DATA IN THIS EXERCISE
== Segment start ==

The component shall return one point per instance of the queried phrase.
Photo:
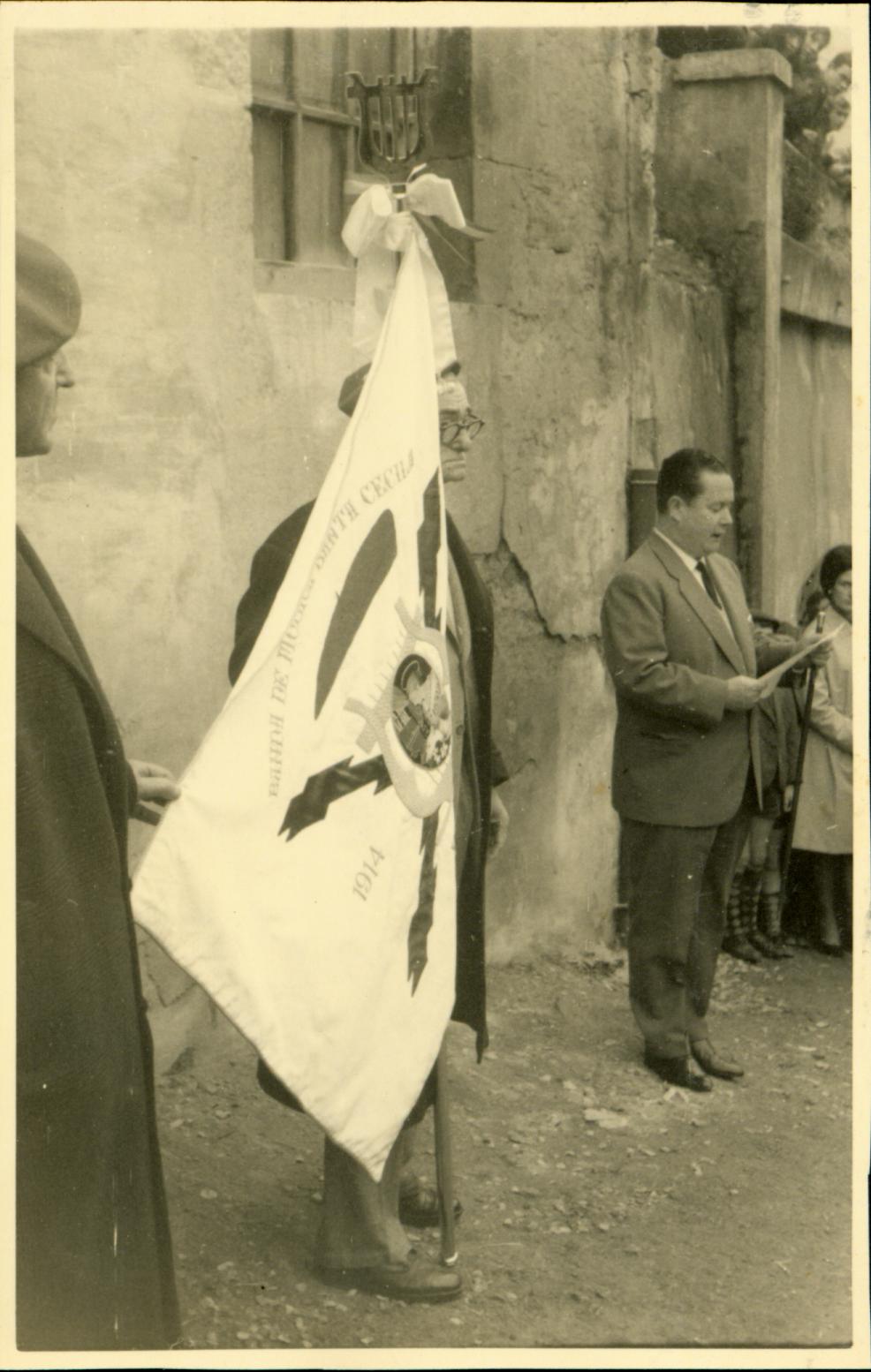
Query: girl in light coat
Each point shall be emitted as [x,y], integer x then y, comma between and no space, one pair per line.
[824,818]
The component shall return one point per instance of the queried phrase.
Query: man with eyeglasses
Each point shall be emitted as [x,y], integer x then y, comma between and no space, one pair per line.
[361,1240]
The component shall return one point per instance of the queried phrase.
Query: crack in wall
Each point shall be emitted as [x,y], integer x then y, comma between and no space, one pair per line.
[504,556]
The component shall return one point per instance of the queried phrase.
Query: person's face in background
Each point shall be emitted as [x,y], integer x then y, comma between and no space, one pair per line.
[843,596]
[36,403]
[453,411]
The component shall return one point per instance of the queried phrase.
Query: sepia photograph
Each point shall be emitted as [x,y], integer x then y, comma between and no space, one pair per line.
[441,441]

== Segment end ==

WHAT YOU ARE ASKED TO DO
Go line by line through the data, copying each one that contains the word "Query".

SOLUTION TO THIS PROBLEM
Query: girl in light coat
Query: man with eyeglasses
Query: crack in wall
Query: person's face in background
Query: sepia photograph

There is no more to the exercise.